INFORMATION PROVIDED ▸
....
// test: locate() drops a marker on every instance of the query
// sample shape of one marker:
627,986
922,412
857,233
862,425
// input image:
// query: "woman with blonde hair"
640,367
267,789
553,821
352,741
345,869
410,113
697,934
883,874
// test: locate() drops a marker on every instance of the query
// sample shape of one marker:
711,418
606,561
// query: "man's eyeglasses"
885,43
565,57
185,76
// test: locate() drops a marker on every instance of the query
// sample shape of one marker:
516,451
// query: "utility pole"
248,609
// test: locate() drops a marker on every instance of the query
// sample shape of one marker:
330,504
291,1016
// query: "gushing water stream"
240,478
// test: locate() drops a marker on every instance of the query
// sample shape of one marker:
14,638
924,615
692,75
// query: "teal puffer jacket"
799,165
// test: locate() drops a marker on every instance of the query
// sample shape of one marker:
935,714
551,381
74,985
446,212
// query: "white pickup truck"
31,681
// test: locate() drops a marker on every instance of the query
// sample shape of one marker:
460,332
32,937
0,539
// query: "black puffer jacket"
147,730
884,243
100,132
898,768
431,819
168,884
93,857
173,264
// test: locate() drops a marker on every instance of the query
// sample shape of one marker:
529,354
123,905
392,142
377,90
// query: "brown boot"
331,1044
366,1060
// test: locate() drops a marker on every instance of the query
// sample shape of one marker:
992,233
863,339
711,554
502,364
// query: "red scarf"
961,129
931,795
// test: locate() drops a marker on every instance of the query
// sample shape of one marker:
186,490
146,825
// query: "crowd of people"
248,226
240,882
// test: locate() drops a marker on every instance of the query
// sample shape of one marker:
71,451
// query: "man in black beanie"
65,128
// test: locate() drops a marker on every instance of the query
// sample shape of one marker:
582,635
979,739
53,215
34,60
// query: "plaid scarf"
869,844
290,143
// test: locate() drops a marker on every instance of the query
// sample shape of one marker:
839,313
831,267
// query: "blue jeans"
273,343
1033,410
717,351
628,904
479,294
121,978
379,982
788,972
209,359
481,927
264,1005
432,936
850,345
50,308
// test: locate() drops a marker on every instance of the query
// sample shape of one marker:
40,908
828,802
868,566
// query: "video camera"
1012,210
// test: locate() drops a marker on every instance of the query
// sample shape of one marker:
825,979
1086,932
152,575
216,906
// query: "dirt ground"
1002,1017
....
WHAT TO DO ▸ Word for word, restate the whole of the material above.

OUTPUT FOR THIS EXERCISE ▸
// test: locate() drops a marker on every instance of the query
// sample shape of one marker:
627,986
922,412
857,233
862,425
// input image:
// query: "woman with blonde hair"
640,367
267,789
553,821
352,741
345,869
410,113
697,934
883,874
// test: locate() drops a marker on every instance of the query
// sample shape of one marker:
711,418
606,561
// query: "man's eyeglasses"
885,43
565,57
185,76
// test: locate() drops a marker on every instance of the query
// sample shape of one marker:
516,451
// query: "utility pole"
248,609
// test: locate() drops a marker on every instance of the query
// sample shape of one marker:
330,504
291,1016
// query: "gushing water stream"
240,478
// test: locate() drops a marker on every instance of the query
// sample shape of one marker:
14,638
924,615
692,75
// query: "teal puffer jacket"
799,165
// test: locate() drops a marker on every instance of the query
// sample shape of one marker:
935,714
551,381
74,985
446,212
// query: "white pickup truck"
31,681
// test: locate() drops a marker on every instance of the query
// sample shape of one marker:
460,332
32,937
0,539
// query: "black puffer jacket"
147,730
884,243
100,132
898,768
431,819
168,884
93,857
173,264
// test: locate() drops a marker on every instance of the query
// sample shape of one marker:
529,354
123,905
392,142
377,90
// query: "brown boot"
331,1044
366,1060
// test: locate() drops a marker on every instance of the query
// sample shape of one marker:
992,233
863,339
711,554
502,364
// query: "red scarf"
961,129
931,795
// test: locate() drops a marker on every instance of the query
// sample shape of one marker:
186,490
146,825
// query: "crowd of people"
248,226
240,882
// test: locate() drops a marker on every instance of the query
// sample shape of one marker:
71,451
// query: "man in black beanie"
65,128
// test: locate() drops a marker on every instance of the query
// sample shape of one marker:
582,635
979,739
53,215
34,60
// query: "plaid scarf"
869,844
290,143
// test: locate() drops a marker on every instance of the query
// sample shape of one marker:
839,313
831,267
// query: "blue jeans"
273,343
1033,410
717,351
628,904
479,294
121,978
379,982
788,972
209,359
481,927
264,1005
432,936
850,345
50,308
// test: locate() drops a marker on every instance of the query
// sample shape of one marker:
40,908
828,802
868,566
// query: "video camera"
1012,210
// test: locate() drops a marker on every instance of the query
// sample shape of one marker:
825,979
1086,932
152,575
216,906
// query: "dirt ground"
1002,1017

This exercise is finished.